__短い課題 1__
以下の印刷装置に関する特許文書について、次の問いに答えよ。
(a) 【課題】によると、この発明はどのような印刷装置等を提供するものか。
(b) 第1吐出動作では、媒体上の所定位置に、どのノズルからどのインクを先に吐出させるか。
(c) 【背景技術】に挙げられたインクジェット記録装置で、黒色の顔料インクは何のために用いられるか。
__短い課題 2__
以下の印刷装置に関する特許文書を、最後の文の続きから引き継いで書き進めよ。

__抜粋__
═══
説明

印刷装置、及び、印刷装置の制御方法

【課題】染料インクと顔料インクを用いて、より高画質の画像を印刷することが可能な印刷装置等を提供する。
【解決手段】染料インクを吐出する第1ノズルと、染料インクと同色の顔料インクを吐出する第2ノズルと、第1ノズル及び第2ノズルからのインクの吐出を制御するコントローラーと、を備え、コントローラーは、媒体上の所定位置に、第1ノズルから染料インクを吐出させた後に、第2ノズルから顔料インクを吐出させる第1吐出動作と、媒体上の所定位置とは異なる位置に、第2ノズルから記顔料インクを吐出させた後に、第1ノズルから染料インクを吐出させる第2吐出動作と、を実行し、第1吐出動作にて吐出させる単位面積当たりのインク量の、顔料インクに対する染料インクの割合が、第2吐出動作にて吐出させる単位面積当たりのインク量の、顔料インクに対する染料インクの割合より小さい。

【発明の詳細な説明】
【技術分野】
【0001】
本発明は、染料インクを吐出するノズルと、染料インクと同色の顔料インクを吐出するノズルとを備えた印刷装置、及び、印刷装置の制御方法に関する。
【背景技術】
【0002】
染料インクを吐出するノズルと、染料インクと同色の顔料インクを吐出するノズルとを有する印刷装置としては、専用紙に高画質のカラー画像を印刷するための黒色の染料インクと、特に文字等を普通紙に鮮明に印刷するための黒色の顔料インクを吐出するノズルとを備えたインクジェット記録装置が知られている(例えば、特許文献1参照)。このようなインクジェット記録装置は、染料インクを吐出するノズル列と顔料インクを吐出するノズル列とが、媒体の搬送方向と交差する交差方向に並べて配置されたヘッドを有し、ヘッドを交差方向に移動しつつ、媒体の所定の位置に染料インクと顔料インクとを用いて印刷する場合がある。
═══
(ラベリング用コレクションの項目)

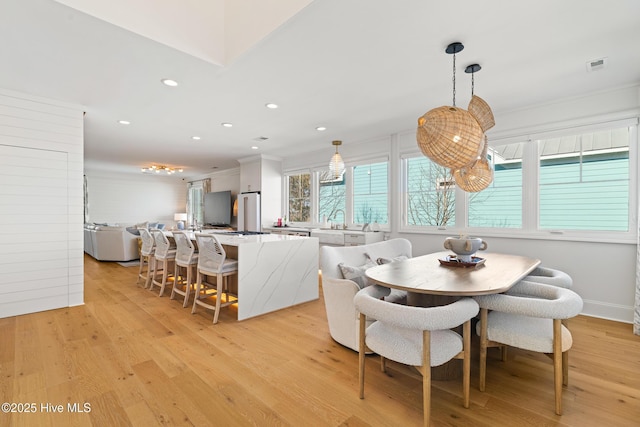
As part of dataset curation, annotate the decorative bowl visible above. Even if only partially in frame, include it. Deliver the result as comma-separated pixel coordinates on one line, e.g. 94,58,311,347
444,236,487,262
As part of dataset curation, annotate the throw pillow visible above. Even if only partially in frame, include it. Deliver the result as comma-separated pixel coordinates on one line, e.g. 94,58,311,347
338,260,376,289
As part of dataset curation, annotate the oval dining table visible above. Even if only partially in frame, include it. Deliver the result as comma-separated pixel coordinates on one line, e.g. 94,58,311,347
365,251,540,380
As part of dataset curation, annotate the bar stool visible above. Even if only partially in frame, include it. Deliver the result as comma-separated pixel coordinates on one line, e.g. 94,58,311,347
136,227,156,288
149,230,176,297
191,233,238,325
171,231,198,307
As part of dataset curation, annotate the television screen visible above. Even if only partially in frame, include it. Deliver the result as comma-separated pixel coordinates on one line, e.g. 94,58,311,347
204,191,231,227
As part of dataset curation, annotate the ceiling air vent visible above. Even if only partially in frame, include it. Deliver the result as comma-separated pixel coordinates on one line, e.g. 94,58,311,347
587,58,608,72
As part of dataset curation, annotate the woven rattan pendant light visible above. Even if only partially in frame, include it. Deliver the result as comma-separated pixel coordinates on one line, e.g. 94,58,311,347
453,64,495,193
416,42,484,170
453,136,493,193
329,141,344,179
464,64,496,132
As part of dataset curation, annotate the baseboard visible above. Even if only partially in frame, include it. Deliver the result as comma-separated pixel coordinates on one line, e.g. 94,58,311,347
581,300,633,323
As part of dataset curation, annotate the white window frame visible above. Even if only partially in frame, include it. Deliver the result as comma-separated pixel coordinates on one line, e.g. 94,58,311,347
399,116,640,243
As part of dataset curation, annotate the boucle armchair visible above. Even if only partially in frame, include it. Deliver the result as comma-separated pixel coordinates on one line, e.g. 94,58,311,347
524,267,573,289
354,285,478,425
474,281,583,415
320,239,411,351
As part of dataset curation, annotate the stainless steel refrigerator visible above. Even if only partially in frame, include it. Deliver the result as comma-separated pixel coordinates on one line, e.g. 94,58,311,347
238,191,262,231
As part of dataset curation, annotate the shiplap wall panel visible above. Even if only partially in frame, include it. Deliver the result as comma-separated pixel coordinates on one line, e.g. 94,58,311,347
0,89,84,317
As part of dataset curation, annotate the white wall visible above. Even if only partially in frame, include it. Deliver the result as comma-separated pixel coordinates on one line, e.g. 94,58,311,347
85,170,187,228
283,86,640,323
85,168,240,229
0,89,84,317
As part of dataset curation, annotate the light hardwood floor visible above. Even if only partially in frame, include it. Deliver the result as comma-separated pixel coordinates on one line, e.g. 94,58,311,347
0,257,640,427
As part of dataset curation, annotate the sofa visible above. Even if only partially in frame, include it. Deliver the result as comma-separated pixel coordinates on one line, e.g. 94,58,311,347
320,239,412,351
84,225,140,261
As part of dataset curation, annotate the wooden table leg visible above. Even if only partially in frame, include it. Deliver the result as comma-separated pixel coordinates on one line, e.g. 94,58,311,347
407,292,462,381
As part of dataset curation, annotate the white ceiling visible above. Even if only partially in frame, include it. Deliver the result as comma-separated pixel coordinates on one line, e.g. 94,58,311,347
0,0,640,176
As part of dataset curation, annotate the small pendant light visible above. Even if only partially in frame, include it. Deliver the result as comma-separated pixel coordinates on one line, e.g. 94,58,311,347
329,141,344,179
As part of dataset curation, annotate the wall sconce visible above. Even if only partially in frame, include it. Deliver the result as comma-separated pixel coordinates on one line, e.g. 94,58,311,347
173,213,187,230
329,141,344,179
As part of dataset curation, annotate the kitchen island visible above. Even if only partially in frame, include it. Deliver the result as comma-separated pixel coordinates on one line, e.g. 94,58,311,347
181,234,319,320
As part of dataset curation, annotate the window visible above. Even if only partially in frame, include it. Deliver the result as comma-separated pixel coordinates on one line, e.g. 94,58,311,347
404,155,456,227
403,119,638,239
468,142,525,228
538,127,630,231
318,170,346,224
287,172,311,222
353,162,389,224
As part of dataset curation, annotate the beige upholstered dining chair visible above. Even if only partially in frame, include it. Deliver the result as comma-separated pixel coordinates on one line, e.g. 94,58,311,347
474,281,582,415
149,230,176,297
524,267,573,289
171,231,198,307
191,233,238,324
136,227,156,288
354,285,478,426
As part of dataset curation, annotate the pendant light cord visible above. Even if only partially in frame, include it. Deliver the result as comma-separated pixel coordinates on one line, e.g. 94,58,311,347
452,52,456,107
471,73,476,98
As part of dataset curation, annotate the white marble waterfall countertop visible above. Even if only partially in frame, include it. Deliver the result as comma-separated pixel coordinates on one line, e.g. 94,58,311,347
167,231,319,320
171,230,309,246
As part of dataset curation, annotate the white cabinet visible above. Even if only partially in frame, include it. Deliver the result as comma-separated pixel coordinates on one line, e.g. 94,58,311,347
344,231,384,246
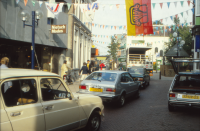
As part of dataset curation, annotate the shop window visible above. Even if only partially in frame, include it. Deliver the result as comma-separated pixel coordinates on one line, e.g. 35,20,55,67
40,78,67,101
1,79,38,107
47,18,53,25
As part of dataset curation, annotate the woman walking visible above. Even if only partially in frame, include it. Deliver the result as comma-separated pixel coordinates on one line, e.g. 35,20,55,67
79,62,88,80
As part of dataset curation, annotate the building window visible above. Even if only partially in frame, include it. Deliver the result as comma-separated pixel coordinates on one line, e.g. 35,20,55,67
47,18,53,25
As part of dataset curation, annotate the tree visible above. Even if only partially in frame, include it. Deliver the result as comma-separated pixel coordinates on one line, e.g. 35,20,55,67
108,37,119,60
164,17,192,60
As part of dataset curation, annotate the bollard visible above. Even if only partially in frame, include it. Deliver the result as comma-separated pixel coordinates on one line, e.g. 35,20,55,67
159,71,161,79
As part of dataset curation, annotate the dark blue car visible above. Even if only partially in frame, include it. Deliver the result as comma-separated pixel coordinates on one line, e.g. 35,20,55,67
127,67,150,88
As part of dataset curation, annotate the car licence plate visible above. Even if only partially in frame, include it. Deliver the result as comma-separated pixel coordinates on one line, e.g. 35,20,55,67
90,88,103,92
182,95,200,99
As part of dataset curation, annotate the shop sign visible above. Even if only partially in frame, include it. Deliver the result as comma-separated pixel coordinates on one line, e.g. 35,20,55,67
51,25,66,34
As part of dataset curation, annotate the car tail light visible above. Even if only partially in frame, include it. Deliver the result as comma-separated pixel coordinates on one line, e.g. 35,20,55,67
169,93,176,97
79,85,86,90
106,88,116,92
138,78,143,81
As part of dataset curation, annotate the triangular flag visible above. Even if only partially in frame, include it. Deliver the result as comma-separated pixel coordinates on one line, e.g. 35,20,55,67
180,1,184,7
152,3,156,9
67,3,71,10
165,17,168,21
191,8,194,14
160,19,163,23
175,14,178,19
16,0,20,4
174,2,177,7
187,0,190,6
24,0,28,6
160,3,163,9
31,0,35,6
110,5,113,10
181,12,183,17
39,1,43,7
170,16,173,21
167,2,170,8
116,4,119,10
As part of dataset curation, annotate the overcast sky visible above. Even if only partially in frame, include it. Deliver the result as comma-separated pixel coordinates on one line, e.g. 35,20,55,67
92,0,193,55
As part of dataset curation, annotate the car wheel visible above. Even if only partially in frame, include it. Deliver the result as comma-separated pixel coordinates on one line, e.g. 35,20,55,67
168,103,174,112
86,112,101,131
118,94,125,107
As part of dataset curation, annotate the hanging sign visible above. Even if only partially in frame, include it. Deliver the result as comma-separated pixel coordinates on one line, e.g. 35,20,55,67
51,25,66,34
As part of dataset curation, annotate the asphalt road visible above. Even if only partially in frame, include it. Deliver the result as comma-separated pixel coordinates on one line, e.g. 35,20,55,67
72,73,200,131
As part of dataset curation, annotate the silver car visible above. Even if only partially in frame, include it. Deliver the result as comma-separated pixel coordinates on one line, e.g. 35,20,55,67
167,59,200,111
78,70,140,106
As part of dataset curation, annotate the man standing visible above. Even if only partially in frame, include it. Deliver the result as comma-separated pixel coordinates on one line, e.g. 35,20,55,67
61,60,71,79
0,57,12,93
99,61,105,70
87,60,92,74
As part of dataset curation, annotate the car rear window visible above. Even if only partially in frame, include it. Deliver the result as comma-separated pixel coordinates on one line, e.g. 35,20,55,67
128,68,144,74
174,75,200,90
86,72,117,81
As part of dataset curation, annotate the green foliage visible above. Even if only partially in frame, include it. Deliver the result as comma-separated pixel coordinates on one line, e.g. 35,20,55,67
107,38,119,60
164,17,192,60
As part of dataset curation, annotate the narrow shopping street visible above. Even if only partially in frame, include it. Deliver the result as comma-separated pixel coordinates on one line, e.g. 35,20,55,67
70,73,200,131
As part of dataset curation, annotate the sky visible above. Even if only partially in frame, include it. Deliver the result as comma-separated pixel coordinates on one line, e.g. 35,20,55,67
92,0,193,55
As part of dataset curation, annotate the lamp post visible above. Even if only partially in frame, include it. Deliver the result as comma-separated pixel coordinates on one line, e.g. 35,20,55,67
19,10,43,69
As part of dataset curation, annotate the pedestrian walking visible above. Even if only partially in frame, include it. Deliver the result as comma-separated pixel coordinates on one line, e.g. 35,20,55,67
99,61,105,70
0,57,12,93
87,60,92,74
61,60,71,79
94,61,99,71
79,62,88,80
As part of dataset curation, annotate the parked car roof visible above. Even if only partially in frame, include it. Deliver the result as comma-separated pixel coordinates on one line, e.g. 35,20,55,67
0,68,59,79
95,70,127,74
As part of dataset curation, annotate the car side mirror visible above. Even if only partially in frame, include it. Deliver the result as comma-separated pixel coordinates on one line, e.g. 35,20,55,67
67,92,72,100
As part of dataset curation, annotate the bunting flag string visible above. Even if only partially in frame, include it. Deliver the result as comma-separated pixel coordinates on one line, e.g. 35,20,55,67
16,0,20,4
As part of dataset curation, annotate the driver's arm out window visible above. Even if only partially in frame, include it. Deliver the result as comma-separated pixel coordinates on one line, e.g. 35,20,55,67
40,78,67,101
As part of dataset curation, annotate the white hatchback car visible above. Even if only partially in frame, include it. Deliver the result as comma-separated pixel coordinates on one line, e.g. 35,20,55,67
0,68,104,131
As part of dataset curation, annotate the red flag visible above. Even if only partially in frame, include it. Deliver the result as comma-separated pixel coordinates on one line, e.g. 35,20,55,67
160,3,163,9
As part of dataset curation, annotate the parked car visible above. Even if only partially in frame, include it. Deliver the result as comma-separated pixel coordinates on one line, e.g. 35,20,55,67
78,70,140,106
167,59,200,112
127,66,150,88
0,68,104,131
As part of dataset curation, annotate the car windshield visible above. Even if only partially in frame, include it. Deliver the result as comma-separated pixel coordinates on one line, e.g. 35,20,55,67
174,75,200,90
86,72,117,81
128,68,144,74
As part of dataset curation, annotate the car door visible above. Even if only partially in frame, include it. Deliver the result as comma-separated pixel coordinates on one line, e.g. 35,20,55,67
39,77,80,131
1,77,45,131
0,95,12,131
125,73,138,93
121,73,131,95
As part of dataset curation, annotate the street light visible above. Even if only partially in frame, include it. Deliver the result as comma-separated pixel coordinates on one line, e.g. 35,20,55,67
19,10,43,69
173,32,185,57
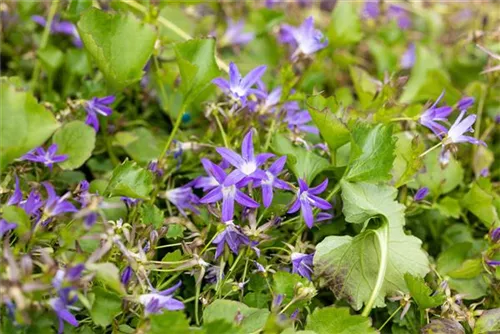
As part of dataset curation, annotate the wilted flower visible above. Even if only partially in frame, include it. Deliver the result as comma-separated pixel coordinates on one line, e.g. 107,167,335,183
291,252,314,280
216,129,274,186
31,15,83,48
220,19,255,46
139,281,184,316
288,179,332,228
280,16,328,59
212,62,267,106
21,144,68,169
213,221,250,259
419,91,453,138
85,95,115,132
255,156,291,208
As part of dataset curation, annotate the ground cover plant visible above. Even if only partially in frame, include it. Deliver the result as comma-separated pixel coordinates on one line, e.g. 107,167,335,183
0,0,500,334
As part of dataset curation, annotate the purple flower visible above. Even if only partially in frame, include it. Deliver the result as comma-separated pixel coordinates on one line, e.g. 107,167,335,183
200,159,259,222
85,95,115,132
165,185,199,216
280,16,328,60
288,179,332,228
31,15,83,48
49,288,78,334
221,19,255,46
292,252,314,280
139,281,184,316
213,221,250,259
255,156,291,208
42,182,78,224
212,62,267,106
21,144,68,169
0,219,17,239
419,91,453,138
216,129,274,186
413,187,429,202
443,110,486,146
399,43,417,69
456,96,475,111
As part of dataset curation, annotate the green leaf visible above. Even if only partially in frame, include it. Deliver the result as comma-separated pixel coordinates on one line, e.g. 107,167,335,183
405,274,446,309
461,182,500,228
52,121,96,169
78,8,156,90
417,151,464,197
272,133,330,183
115,127,165,163
141,203,165,229
148,311,190,334
106,161,153,199
86,262,124,294
345,123,395,182
314,181,429,310
174,38,220,105
203,299,269,334
328,1,363,48
306,306,377,334
474,308,500,334
420,318,465,334
308,101,351,152
0,78,59,171
90,287,122,327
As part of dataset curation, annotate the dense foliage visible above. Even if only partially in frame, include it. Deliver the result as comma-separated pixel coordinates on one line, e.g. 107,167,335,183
0,0,500,334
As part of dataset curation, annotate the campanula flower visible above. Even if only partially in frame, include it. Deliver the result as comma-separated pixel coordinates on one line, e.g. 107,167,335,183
288,179,332,228
280,16,328,60
84,95,115,132
49,288,78,334
200,163,259,222
220,19,255,46
255,155,291,208
42,182,78,224
413,187,429,202
31,15,83,48
139,281,184,316
213,221,250,259
21,144,68,169
212,62,267,106
292,252,314,280
216,129,274,186
399,43,417,69
443,110,486,146
165,185,199,216
0,219,17,239
419,91,453,138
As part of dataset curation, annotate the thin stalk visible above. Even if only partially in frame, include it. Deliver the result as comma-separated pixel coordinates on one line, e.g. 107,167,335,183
30,0,59,90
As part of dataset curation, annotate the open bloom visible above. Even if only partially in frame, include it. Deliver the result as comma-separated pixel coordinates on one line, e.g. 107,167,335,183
200,160,259,222
85,95,115,132
255,156,291,208
212,62,267,106
443,110,486,146
216,129,274,186
419,91,453,138
31,15,83,48
221,19,255,46
292,252,314,280
280,16,328,59
213,221,250,259
21,144,68,169
139,281,184,315
288,179,332,228
49,288,78,334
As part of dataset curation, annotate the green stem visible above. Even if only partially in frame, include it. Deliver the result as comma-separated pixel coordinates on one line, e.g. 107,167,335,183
═══
__解答例 1__
(a) 染料インクと顔料インクを用いて、より高画質の画像を印刷することが可能な印刷装置等。
(b) 第1ノズルから染料インクを先に吐出させ、その後に第2ノズルから顔料インクを吐出させる。
(c) 特に文字等を普通紙に鮮明に印刷するため。

__解答例 2__
【先行技術文献】
【特許文献】
【0003】
【特許文献1】特開2000−225719号公報
【発明の概要】
【発明が解決しようとする課題】
【0004】
しかしながら、上記のようなインクジェット記録装置に用いられる染料インクと顔料インクとは、同じ黒色であっても、吐出される媒体に対応させて色相が相違する場合がある。また、上記のようなヘッドを媒体の搬送方向と交差する交差方向に往復動作させつつ染料インクと顔料インクとを吐出させて画像を形成すると、媒体の所定の位置に吐出されるインクの順番が、ヘッドの往路と復路とで逆転する。すなわち、例えば往路では媒体上に吐出された染料インク上に顔料インクが吐出され、復路では媒体上に吐出された顔料インク上に染料インクが吐出される。このように、吐出されるインクの順番が逆転すると、往路にて印刷された部位と復路にて印刷された部位とにて色相が相違し、画像にムラや縞模様が発生し画質が低下してしまうという課題がある。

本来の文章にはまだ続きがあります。